[Alcuni record]
====

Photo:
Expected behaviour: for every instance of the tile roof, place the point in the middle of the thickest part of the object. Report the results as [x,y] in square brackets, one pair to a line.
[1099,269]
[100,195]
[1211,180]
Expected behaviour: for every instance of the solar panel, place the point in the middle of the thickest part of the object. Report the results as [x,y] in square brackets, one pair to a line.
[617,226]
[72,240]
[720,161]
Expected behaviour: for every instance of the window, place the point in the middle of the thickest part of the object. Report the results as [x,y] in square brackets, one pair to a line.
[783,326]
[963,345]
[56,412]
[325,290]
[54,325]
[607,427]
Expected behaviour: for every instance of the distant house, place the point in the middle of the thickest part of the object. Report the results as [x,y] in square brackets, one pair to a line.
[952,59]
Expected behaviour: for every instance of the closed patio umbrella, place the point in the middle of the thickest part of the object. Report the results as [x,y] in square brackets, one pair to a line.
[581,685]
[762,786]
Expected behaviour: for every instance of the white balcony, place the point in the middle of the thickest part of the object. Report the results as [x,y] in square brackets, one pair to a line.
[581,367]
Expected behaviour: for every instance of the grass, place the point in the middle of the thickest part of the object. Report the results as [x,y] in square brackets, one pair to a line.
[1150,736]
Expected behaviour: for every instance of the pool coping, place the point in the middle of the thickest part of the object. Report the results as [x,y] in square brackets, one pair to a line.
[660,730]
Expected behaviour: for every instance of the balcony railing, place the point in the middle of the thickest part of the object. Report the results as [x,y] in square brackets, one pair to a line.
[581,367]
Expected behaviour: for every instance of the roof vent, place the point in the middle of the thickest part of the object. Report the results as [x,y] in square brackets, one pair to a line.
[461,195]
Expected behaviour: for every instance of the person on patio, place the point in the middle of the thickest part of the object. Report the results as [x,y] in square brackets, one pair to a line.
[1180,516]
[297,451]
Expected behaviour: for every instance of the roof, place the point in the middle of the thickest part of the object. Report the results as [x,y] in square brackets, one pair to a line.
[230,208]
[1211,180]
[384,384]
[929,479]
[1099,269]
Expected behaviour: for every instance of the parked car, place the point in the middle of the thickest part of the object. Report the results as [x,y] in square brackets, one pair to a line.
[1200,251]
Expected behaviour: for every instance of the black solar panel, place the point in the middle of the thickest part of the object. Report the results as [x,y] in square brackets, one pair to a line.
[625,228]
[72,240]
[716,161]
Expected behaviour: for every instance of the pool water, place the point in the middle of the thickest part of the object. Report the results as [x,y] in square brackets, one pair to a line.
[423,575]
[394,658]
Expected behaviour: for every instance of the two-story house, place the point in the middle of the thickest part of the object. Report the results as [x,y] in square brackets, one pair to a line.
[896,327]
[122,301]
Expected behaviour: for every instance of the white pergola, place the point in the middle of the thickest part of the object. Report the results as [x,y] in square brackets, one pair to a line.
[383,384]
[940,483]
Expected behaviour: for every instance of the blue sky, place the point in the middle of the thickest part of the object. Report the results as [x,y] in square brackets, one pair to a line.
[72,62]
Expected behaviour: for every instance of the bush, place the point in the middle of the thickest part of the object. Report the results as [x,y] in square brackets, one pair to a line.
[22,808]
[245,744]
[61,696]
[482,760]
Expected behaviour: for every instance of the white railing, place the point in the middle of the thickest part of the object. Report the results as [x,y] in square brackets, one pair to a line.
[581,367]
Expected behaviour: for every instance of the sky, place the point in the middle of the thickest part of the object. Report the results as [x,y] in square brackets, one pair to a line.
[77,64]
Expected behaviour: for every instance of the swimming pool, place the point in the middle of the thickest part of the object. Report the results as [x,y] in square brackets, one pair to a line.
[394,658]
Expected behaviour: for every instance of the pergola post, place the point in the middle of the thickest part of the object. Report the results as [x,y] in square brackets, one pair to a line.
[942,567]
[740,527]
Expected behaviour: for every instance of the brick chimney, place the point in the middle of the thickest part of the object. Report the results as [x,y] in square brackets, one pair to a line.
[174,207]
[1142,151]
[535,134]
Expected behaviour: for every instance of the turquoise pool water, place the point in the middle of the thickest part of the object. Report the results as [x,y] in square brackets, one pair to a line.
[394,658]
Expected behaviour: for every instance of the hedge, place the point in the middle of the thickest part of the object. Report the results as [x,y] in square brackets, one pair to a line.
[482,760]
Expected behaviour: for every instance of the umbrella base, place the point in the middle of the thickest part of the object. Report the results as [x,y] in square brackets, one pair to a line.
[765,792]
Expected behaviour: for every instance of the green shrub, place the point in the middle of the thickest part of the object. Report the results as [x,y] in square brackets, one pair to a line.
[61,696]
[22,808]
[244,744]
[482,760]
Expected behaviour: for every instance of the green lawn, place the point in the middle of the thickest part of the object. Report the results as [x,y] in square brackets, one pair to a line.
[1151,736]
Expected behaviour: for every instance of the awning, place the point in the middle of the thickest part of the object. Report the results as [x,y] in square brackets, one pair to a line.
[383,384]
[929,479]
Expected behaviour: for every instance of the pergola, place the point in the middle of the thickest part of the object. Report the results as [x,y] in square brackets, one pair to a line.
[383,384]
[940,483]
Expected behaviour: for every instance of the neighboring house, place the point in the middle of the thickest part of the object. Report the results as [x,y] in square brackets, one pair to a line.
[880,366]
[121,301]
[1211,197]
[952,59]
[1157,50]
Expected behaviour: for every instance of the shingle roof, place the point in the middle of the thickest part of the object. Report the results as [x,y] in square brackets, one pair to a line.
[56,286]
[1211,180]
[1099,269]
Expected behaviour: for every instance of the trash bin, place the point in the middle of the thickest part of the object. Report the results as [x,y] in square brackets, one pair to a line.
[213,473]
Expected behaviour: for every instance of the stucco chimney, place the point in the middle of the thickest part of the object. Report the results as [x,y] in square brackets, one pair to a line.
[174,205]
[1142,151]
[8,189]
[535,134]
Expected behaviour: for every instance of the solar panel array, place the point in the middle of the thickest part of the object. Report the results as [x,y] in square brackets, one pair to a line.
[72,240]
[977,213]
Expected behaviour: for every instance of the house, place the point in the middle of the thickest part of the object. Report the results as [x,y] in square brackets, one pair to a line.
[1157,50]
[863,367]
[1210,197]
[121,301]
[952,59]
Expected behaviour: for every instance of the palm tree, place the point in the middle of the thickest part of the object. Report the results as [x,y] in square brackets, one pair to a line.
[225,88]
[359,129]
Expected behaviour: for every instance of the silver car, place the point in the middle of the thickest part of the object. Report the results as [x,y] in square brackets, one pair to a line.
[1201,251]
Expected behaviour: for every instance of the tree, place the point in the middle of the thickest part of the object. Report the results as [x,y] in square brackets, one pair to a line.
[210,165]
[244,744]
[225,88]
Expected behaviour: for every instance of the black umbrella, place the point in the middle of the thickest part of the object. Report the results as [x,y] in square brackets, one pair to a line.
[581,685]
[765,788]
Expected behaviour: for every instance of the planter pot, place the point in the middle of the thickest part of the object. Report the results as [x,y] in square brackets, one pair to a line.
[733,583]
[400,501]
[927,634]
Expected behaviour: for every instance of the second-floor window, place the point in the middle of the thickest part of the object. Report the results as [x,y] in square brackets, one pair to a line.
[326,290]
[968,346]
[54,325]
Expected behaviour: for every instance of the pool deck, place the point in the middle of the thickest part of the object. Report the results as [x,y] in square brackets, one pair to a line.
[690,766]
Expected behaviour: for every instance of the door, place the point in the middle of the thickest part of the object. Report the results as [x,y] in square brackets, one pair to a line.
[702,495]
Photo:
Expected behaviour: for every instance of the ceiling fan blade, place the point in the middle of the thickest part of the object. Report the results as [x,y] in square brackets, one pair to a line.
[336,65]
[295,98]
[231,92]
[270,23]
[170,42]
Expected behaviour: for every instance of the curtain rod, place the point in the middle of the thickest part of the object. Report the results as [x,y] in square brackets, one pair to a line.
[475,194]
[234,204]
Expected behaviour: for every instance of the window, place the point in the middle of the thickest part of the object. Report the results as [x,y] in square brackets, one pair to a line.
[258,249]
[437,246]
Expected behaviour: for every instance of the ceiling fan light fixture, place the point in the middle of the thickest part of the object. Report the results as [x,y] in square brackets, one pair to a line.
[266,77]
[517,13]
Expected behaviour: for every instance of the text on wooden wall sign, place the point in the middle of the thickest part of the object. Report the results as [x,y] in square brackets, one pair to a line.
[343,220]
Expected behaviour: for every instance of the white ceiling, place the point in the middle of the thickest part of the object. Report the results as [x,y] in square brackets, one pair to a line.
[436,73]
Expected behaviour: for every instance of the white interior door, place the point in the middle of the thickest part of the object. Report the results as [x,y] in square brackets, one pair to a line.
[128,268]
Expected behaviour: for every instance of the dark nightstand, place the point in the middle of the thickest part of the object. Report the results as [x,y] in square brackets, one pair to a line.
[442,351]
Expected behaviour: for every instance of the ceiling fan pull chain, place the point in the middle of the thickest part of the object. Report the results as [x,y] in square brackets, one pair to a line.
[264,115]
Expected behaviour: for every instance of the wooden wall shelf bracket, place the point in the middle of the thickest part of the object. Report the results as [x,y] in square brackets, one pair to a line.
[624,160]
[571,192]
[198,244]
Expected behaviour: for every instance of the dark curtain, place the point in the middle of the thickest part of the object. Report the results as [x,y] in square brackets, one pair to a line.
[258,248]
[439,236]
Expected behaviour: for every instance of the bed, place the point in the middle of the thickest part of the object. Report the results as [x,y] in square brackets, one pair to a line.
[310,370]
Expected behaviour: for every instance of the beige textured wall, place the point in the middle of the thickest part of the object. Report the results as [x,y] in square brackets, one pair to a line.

====

--- CONSEGNA ESERCIZIO ---
Riformula come elenco numerato le righe che partono da quella contenente "Expected behaviour: for every instance of the bed, place", inclusa, e arrivano fino alla fine delle righe, tralasciando quelle vuote.

--- SOLUZIONE ESERCIZIO ---
1. Expected behaviour: for every instance of the bed, place the point in the middle of the thickest part of the object. Report the results as [x,y] in square brackets, one pair to a line.
2. [310,370]
3. Expected behaviour: for every instance of the beige textured wall, place the point in the middle of the thickest part of the object. Report the results as [x,y] in square brackets, one pair to a line.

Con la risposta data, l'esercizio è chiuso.